─── TEXTE FOURNI

L'économie mondiale continue de tourner à des rythmes différents : elle est nettement plus forte que prévu aux États-Unis, avec les premiers signes d'amélioration en Chine, et elle oscille entre croissance et contraction, avec de timides signes de stabilisation (en particulier dans l'industrie manufacturière) dans la zone euro. Dans le même temps, l'incertitude reste élevée. Les défis structurels pèseront sur la croissance économique en Chine et dans la zone euro, tandis que des vents contraires se lèvent également aux États-Unis.
Signes encourageants en provenance de Chine
Après plusieurs mois d'activité décevante en Chine, les données de septembre suggèrent une certaine dynamique de croissance à la fin du troisième trimestre. La production industrielle a augmenté de 0,5% en glissement mensuel, tandis que le commerce de détail a progressé de 0,31% en glissement mensuel. Les données sur le sentiment étaient plus mitigées, les PMI mondiaux de S&P pour les secteurs manufacturier et des services ayant baissé (à 50,6 et 50,2, respectivement) tandis que les PMI officiels (NBS) se sont légèrement améliorés (à 50,2 pour le secteur manufacturier et à 51,7 pour le secteur non manufacturier).

──────

- OBJECTIF ÉNONCÉ A
Comptez les lignes des enregistrements qui contiennent le mot « sheep » : combien y en a-t-il ? Donnez uniquement le nombre.

─── SUPPORT D'EXERCICE

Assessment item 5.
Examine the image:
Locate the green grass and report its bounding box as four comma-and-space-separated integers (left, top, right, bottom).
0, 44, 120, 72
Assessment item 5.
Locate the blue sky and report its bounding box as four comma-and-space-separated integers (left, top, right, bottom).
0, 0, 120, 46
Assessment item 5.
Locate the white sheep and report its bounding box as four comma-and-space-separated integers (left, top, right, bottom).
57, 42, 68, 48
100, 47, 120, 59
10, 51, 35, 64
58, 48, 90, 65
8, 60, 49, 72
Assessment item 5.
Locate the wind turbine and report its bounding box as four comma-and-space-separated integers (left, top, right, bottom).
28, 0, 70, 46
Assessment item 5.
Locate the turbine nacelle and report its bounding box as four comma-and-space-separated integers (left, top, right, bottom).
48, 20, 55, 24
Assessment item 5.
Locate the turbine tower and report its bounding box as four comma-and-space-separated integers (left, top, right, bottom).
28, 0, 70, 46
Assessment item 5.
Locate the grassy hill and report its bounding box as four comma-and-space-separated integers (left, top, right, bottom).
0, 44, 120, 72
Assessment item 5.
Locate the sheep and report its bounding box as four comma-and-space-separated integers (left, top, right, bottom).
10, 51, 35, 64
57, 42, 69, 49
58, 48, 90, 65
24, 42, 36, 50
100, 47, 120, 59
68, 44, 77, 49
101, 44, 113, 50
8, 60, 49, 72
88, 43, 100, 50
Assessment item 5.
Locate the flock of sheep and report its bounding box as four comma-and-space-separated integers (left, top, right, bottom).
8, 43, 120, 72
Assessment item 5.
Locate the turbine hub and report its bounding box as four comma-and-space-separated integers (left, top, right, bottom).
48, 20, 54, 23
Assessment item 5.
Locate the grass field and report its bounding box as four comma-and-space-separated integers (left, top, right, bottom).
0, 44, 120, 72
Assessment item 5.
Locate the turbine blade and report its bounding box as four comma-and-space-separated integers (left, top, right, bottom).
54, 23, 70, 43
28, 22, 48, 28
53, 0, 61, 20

──────

- OBJECTIF ÉNONCÉ B
Recopiez à l'identique le passage du texte sur l'économie mondiale qui s'ouvre sur les mots contenant « L'économie mondiale continue » et se referme sur « également aux États-Unis. ».

- CORRIGÉ DÉTAILLÉ A
3

- CORRIGÉ DÉTAILLÉ B
L'économie mondiale continue de tourner à des rythmes différents : elle est nettement plus forte que prévu aux États-Unis, avec les premiers signes d'amélioration en Chine, et elle oscille entre croissance et contraction, avec de timides signes de stabilisation (en particulier dans l'industrie manufacturière) dans la zone euro. Dans le même temps, l'incertitude reste élevée. Les défis structurels pèseront sur la croissance économique en Chine et dans la zone euro, tandis que des vents contraires se lèvent également aux États-Unis.